(begin)

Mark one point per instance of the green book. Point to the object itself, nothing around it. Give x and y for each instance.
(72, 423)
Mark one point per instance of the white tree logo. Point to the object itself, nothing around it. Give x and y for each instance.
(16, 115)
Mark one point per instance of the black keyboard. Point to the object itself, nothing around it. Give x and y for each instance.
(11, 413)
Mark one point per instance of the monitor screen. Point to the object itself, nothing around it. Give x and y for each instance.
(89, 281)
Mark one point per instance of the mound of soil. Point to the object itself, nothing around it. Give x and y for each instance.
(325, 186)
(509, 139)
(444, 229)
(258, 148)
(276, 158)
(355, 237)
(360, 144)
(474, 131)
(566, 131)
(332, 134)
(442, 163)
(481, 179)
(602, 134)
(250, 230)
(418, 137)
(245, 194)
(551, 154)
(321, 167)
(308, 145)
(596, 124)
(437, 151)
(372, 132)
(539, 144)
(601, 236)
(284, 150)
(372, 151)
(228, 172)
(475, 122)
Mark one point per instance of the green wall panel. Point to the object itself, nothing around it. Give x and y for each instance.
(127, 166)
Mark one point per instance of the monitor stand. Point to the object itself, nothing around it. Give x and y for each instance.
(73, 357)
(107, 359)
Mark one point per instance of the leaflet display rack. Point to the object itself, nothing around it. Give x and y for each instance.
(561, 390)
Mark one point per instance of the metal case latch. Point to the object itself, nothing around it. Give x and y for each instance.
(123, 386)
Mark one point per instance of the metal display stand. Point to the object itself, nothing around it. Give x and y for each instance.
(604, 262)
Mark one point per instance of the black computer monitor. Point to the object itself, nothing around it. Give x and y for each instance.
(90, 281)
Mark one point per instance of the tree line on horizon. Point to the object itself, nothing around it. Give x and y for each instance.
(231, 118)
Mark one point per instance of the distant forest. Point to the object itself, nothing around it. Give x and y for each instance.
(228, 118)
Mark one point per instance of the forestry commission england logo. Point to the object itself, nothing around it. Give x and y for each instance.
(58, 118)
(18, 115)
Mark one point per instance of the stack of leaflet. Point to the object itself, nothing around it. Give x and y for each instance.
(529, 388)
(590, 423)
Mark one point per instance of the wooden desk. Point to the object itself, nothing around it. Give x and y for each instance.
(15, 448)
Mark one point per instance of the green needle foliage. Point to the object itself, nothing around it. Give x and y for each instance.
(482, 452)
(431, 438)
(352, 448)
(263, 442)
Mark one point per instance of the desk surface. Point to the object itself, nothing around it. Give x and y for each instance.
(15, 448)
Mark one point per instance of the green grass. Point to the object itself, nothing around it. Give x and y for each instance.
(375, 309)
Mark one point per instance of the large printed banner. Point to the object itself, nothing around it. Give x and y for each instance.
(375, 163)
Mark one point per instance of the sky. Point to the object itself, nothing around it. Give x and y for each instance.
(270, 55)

(end)
(begin)

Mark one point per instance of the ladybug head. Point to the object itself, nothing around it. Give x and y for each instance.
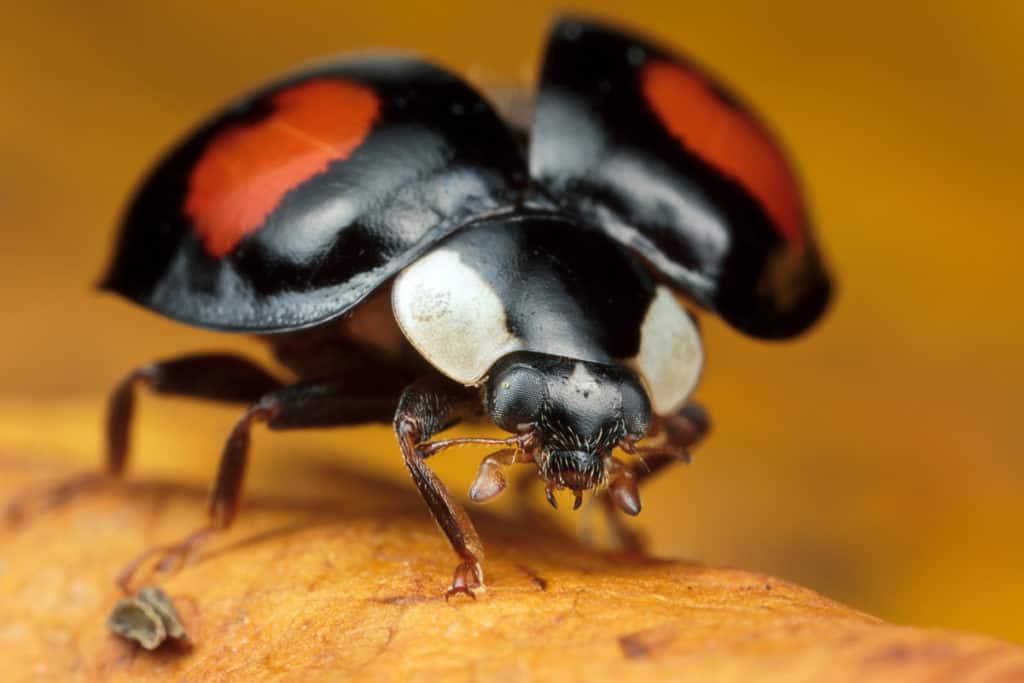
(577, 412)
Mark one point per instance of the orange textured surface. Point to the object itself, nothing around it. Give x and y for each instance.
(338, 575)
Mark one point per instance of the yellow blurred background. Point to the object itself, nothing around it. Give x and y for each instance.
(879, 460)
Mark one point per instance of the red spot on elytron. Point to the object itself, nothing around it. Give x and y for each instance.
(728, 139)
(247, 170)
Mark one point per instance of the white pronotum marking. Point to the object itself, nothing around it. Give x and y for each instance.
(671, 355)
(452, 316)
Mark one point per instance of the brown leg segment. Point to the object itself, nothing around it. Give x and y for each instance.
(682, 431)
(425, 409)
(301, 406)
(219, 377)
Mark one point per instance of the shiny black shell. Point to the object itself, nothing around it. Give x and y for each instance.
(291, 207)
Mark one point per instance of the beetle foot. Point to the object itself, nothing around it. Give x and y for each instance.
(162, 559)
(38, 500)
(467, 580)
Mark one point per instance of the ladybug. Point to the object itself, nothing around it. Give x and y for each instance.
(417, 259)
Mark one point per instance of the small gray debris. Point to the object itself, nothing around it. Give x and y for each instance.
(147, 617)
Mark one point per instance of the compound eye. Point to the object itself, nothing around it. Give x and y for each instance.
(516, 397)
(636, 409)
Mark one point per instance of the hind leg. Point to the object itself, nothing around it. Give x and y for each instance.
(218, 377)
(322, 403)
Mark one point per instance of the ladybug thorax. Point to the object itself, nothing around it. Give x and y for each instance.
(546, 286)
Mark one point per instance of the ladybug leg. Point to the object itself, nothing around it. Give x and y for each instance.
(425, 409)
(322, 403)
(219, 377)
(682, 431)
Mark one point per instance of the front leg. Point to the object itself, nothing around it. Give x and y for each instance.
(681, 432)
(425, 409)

(end)
(begin)

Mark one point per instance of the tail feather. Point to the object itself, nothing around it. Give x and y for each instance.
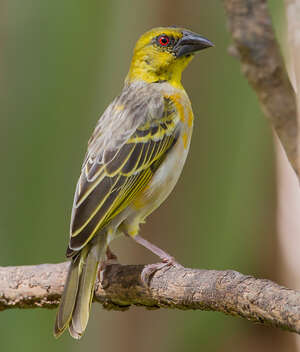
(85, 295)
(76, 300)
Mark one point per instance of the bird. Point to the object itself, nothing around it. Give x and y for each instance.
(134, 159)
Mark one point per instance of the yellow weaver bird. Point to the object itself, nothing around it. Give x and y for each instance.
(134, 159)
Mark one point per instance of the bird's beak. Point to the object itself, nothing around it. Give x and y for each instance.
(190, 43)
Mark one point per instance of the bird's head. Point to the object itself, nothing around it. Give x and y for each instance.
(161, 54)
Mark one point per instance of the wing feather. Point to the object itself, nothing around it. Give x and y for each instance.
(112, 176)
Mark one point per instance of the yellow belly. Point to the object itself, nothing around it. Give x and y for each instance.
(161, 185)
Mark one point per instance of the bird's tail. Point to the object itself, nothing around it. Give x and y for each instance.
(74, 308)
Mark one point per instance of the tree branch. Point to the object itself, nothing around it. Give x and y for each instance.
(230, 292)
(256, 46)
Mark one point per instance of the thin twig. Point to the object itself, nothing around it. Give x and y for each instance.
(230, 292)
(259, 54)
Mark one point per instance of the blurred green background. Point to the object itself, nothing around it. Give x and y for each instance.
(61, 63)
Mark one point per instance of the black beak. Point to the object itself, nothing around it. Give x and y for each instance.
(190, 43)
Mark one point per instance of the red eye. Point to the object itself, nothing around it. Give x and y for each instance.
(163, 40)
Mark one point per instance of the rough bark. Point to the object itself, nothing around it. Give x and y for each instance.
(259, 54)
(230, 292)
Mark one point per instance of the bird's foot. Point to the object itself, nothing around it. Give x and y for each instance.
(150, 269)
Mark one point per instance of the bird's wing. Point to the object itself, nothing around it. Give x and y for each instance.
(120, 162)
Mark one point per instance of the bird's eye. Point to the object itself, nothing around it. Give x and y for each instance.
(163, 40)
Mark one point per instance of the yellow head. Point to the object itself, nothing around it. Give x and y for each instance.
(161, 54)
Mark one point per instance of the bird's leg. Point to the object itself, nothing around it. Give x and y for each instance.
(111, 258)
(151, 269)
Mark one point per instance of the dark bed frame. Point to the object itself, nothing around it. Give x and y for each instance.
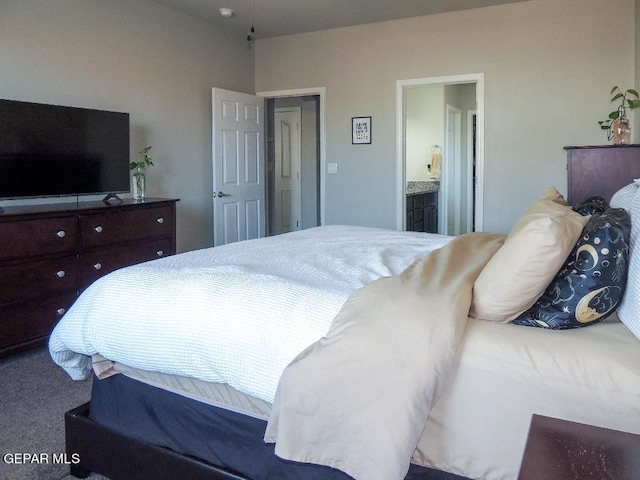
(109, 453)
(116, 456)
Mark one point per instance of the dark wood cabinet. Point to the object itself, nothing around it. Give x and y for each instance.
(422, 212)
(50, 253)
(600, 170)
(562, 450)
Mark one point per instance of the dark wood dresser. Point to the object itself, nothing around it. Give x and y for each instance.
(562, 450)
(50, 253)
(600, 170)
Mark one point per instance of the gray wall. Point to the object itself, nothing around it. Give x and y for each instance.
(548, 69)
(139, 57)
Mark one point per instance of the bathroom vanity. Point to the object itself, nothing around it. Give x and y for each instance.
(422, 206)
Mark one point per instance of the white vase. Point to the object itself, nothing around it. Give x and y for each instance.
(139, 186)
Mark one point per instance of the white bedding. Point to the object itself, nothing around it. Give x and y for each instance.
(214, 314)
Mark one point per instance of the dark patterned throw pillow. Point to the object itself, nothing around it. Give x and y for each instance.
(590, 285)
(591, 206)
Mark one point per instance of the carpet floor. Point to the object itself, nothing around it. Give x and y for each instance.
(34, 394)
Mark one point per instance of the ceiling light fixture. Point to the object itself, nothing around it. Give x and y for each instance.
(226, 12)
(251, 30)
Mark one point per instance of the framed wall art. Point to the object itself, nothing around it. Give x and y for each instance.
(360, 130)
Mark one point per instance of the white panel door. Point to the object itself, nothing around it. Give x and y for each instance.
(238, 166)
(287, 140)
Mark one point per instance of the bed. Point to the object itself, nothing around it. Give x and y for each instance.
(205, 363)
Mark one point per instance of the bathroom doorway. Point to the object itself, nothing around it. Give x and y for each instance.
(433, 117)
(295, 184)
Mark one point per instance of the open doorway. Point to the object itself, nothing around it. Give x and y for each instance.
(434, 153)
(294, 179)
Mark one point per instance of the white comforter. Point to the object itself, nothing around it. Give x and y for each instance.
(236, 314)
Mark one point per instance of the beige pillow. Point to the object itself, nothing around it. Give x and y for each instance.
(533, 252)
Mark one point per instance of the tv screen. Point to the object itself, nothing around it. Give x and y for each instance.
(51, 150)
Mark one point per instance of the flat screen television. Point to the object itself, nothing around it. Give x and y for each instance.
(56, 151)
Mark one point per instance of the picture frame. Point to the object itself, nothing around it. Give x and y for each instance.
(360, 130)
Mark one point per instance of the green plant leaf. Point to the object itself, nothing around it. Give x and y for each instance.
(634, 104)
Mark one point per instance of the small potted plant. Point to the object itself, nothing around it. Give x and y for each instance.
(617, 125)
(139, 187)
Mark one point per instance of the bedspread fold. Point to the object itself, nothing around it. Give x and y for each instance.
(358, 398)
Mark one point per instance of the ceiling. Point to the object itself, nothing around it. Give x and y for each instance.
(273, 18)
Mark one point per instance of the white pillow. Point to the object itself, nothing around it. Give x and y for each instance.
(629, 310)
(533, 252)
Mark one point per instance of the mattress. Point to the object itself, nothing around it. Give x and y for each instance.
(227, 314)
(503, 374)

(end)

*GIVEN EXERCISE:*
Find every line in the rows above that contains the string "wing", matching case exactly, and copy each of those lines.

*REPLY TO THE TASK:*
Mark one point per instance of the wing feather. Point to the object itself, nothing around it. Give x and y for each instance.
Mark one point per instance of the bird's wing. Point to the object itself, nothing around it. Give x and y for each instance.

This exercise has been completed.